• ACTIONS TO TAKE:
- a) Using the library budget guide, decide whether each statement below agrees with it. Give yes or no for each, with the deciding words quoted exactly.
(i) A new edition of the Bowker Annual is typically available in July.
(ii) The county is responsible for providing a cushion if other funding falls short.
(iii) The county payment formula multiplies by 70%.
- b) According to the library budget guide, how often does Library Journal supply periodical price information?
- c) Resume the library budget guide right after its final sentence.

• PAGE EXTRACT:
#####
Budget Resources and Tips

Simplified budget "equation"

Estimating some expenditures

Personnel

Materials

Other

Estimating revenue

County payments

System (state aid) payments

Federal

Funds carried forward

Statutes related to budgets

Types of budgets

Line item budget

Program budget

Tips to help you get the local funds you request

Budget format

Percentages

Levy limits

Documentation

Statistics

Break it down

Testimonials / Anecdotes

Presentation

After the budget appropriation is approved

Budget calendar

Resources

 

Simplified budget "equation"

At its simplest level, to calculate the amount to request from your municipality (C):

  • Estimate your expenditures for the coming year. (A)
  • Estimate revenues you will receive from other sources.  (B)
  • A - B = C


However,this can be an oversimplification.  If you don't get all that you estimate from other sources, you will still need enough to operate.  Providing this "cushion" is the responsibility of the municipality which established the library. 


Similarly, if you get more than you expect, or a healthy increase, from another source (for example, your county), that doesn't relieve the municipality of their responsibility—rather, it should be an opportunity for the library to pursue new initiatives, or to make up for past budget shortfalls.

 

Estimating Expenditures

Personnel

 

Materials

  • Books:  Bowker Annual (in Madison Public Library Reference Collection—new edition typically available in July)
  • Periodicals:  Library Journal (every April)
  • Media:
    • Check with your vendors
    • Review prices in stores and online
  • Electronic resources:  You receive information about your costs for databases in the fall of each year
  • Other
     

Others

  • Check with your vendors
  • LINKcat [password required] (see most recent Budget Shares document)
  • Delivery
  • Library Online
  • Continuing education, conferences
  • Other

 

Estimating Revenue

County payments.  Wisconsin Statutes 43.12 requires counties (that don't maintain a consolidated county library) to reimburse libraries in the county, and adjacent counties, for serving residents that aren't residents of a municipality that maintains a public library. 

Formula (all figures come from your most recent annual report):

  • Your total operating expenditures.  (A)
  • Any federal funds spent on operating expenditures.  (B)
  • Your total circulation.  (C)
  • Your circulation to county residents who live in municipalities that don't maintain a public library.  (D)
  • ((A-B) / C) x D x 70% = Minimum amount county owes your library
     

System (state aid) payments.    Most member libraries receive a small amount of system funds for Summer Library Program (SLP) activities.
 

Federal.   You may receive some LSTA funds through an SCLS grant, or if you applied for and were awarded one on your own. 
 

Funds carried forward.    It is the opinion of DLTCL that the exclusive control of the library board includes the authority to carry forward unexpended funds from one year to the next.
#####
• INFORMATION SHOWN:
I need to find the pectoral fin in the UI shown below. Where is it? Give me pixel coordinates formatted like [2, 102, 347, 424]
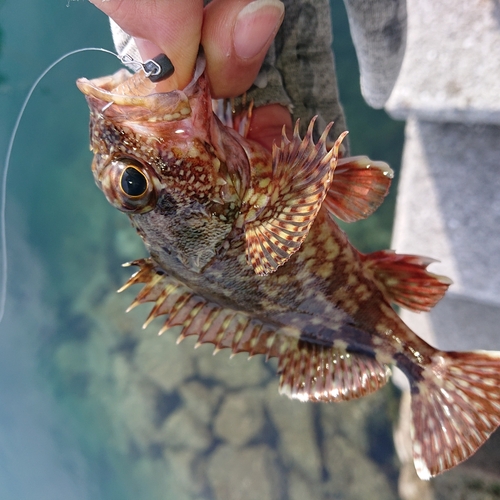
#####
• PER-TASK OUTPUTS:
- a)
(i) Yes: "new edition typically available in July"
(ii) No: "Providing this "cushion" is the responsibility of the municipality which established the library."
(iii) Yes: "((A-B) / C) x D x 70% = Minimum amount county owes your library"

- b) Every April.

- c)
Statutes related to municipal library budgets

Exemption from county tax.  The municipality must appropriate at least enough to exempt from the library portion of the county tax, or its residents will be "double taxed" (by both the municipality and the county) for library services.  Wis. Stat. 43.64

Board's exclusive control .  The library board, not the municipality, has exclusive control of the money appropriated for the library fund.  Wis. Stat. 43.58(1)

(A third statute, commonly called "Maintenance of Effort," was eliminated in the 2011-2013 Wisconsin State Budget.  Your municipality is no longer required to appropriate for your operating budget at least the average of their operating appropriation for the previous 3 years.) 

Two types of budgets (there are others)
 

Line item budget

  • Commonly used, and may be the format your municipality requires.
  • Contains categories ("lines") of expenditures, for example:
    • Personnel
    • Materials
    • Equipment
    • Etc. 
    • Each may be broken down further
  • Sample (in Word)
     

Program budget

  • Organized around programmatic areas, for example:
    • Administration
    • Youth services
    • Circulation
    • Reference
    • Technical Services
    • Public Programs
    • Etc.
  • May be sub-arranged in line item style
  • Divide salaries, supplies, equipment, contracts, etc. up, and put under each program area.
  • Allows you to see how much is spent on each area. 
  • Not easy to do, but powerful
  • If your municipality requires a line-item budget, you can back it up with program budget.  When a line in your line item budget is challenged (for example, telecommunication) you can show your program budget and ask "from which program do you suggest telecommunication be removed?"
  • Sample (in Excel)

 

Tips to help you get the local funds you request

Budget format .  Use the format and guidelines your municipality requires, but back them up with documented information about what you really need.
 

Percentages .  Municipal officials will often talk about percentages.  It is wise to try to deflect this, by explaining that 2% of the library's budget, for example, is very different from 2% of the budget for streets. 

Levy limits For 2012 budgets, municipalities are under a tax levy limit of 0%, or the percentage of net new construction, whichever is greater, OR they may exceed these limits if approved by referendum.   (Net New Construction figures typically become available in August.) During these years, local governments can also calculate their limit based on the prior year’s allowable, as opposed to actual, tax levy.   You may find the Department of Revenue's FAQ on Levy Limits and the League of Wisconsin Muncipalities' Explanation and Strategies page helpful. 
 

Documentation.  It helps to back up the amounts in your budget request with a carefully chosen blend of statistics and anecdotes.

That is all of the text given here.